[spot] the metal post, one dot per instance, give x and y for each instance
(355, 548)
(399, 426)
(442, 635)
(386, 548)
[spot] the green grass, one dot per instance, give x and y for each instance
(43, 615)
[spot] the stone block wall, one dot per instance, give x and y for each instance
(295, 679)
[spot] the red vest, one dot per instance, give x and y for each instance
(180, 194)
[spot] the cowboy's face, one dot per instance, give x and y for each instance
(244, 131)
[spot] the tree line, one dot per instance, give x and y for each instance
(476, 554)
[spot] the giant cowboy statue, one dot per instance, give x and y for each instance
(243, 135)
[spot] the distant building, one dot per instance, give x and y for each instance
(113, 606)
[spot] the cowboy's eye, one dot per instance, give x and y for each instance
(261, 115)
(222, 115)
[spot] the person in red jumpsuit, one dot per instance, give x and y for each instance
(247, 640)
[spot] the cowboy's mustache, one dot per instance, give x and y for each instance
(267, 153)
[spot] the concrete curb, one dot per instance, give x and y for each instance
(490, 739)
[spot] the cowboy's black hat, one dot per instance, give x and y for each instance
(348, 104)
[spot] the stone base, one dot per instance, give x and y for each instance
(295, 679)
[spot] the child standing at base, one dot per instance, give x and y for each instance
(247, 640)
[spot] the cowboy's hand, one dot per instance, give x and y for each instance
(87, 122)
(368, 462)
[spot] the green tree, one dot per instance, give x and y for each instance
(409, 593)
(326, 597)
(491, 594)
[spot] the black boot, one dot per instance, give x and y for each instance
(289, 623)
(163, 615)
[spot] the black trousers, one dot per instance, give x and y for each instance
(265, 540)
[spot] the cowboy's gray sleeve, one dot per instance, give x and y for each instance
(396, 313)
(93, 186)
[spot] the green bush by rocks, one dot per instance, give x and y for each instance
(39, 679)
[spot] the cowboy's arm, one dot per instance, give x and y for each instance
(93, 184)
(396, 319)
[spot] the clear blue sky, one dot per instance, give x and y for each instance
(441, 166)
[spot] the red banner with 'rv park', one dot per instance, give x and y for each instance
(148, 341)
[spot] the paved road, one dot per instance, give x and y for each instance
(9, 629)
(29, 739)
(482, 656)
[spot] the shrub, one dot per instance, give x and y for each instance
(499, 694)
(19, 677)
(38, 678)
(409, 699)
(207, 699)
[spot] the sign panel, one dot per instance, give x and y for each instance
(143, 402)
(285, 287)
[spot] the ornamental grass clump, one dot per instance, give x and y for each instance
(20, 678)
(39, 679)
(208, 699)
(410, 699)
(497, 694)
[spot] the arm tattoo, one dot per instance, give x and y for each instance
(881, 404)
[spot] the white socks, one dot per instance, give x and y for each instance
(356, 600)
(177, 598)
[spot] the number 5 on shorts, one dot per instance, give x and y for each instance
=-=-=
= The problem =
Copy every item above word for word, with nothing changed or left out.

= Exercise response =
[spot] the metal post, one dot per instance, give x and y for each instance
(355, 548)
(399, 426)
(442, 635)
(386, 548)
[spot] the green grass, one dot per instance, give x and y for each instance
(43, 615)
[spot] the stone block wall, one dot per instance, give x and y for each instance
(295, 679)
[spot] the red vest, one dot per instance, give x and y for each instance
(180, 194)
[spot] the cowboy's face, one dot per instance, give x and y for each instance
(244, 131)
[spot] the tree line, one dot per instance, give x and y for each instance
(476, 554)
[spot] the giant cowboy statue, one dot per instance, give x and y for each instance
(243, 135)
[spot] the distant building, one dot per instance, give x and y for each instance
(113, 606)
[spot] the cowboy's eye, one dot per instance, give x and y for each instance
(261, 115)
(222, 115)
[spot] the person in red jumpsuit, one dot per instance, give x and y for each instance
(247, 640)
[spot] the cowboy's mustache, one dot per instance, give x and y for each instance
(267, 153)
[spot] the concrete curb, one dot per instance, give x and y for each instance
(490, 739)
[spot] the cowboy's black hat, one dot per instance, give x and y for each instance
(348, 104)
[spot] the stone base, one dot per instance, give x and y for each instance
(295, 679)
[spot] the child standing at base, one dot per instance, give x and y for each instance
(247, 640)
[spot] the cowboy's hand, one dot per instance, give x and y for each instance
(87, 122)
(368, 462)
[spot] the green tree, one dot per instance, give x and y for each instance
(409, 593)
(326, 597)
(491, 594)
[spot] the black boot, one dot per instance, give x and y for each instance
(289, 623)
(163, 615)
[spot] the black trousers, one dot per instance, give x and y for each instance
(265, 540)
[spot] the cowboy's gray sleeve, one dot per instance, give x and y for each instance
(396, 313)
(93, 186)
[spot] the green bush by rocks, one dot per instance, give x and y for each instance
(39, 679)
[spot] the cowboy's arm, one dot per instance, give x and y for each instance
(93, 184)
(396, 319)
[spot] the clear blue sky, one dot per instance, give x and y for each instance
(441, 166)
[spot] the red banner with 'rv park', one dot per instance, give x and y for each instance
(148, 341)
[spot] the paved road, one dot per instance, give x and y for each instance
(9, 629)
(29, 739)
(482, 656)
[spot] the shrub, one dot per instance, give x and y for each instance
(499, 694)
(19, 677)
(38, 678)
(409, 699)
(207, 699)
[spot] the sign panel, one dot per instance, give x and y for each instance
(143, 402)
(285, 287)
[spot] the ornamental grass clump, one dot per instance, give x and y for each instance
(20, 678)
(39, 679)
(208, 699)
(410, 699)
(497, 694)
[spot] the arm tattoo, one dot per instance, give x and y for each instance
(881, 404)
[spot] the white socks, one dot per instance, give x and y for each instance
(356, 600)
(177, 598)
[spot] the number 5 on shorts, one dot per instance, give x and y for each instance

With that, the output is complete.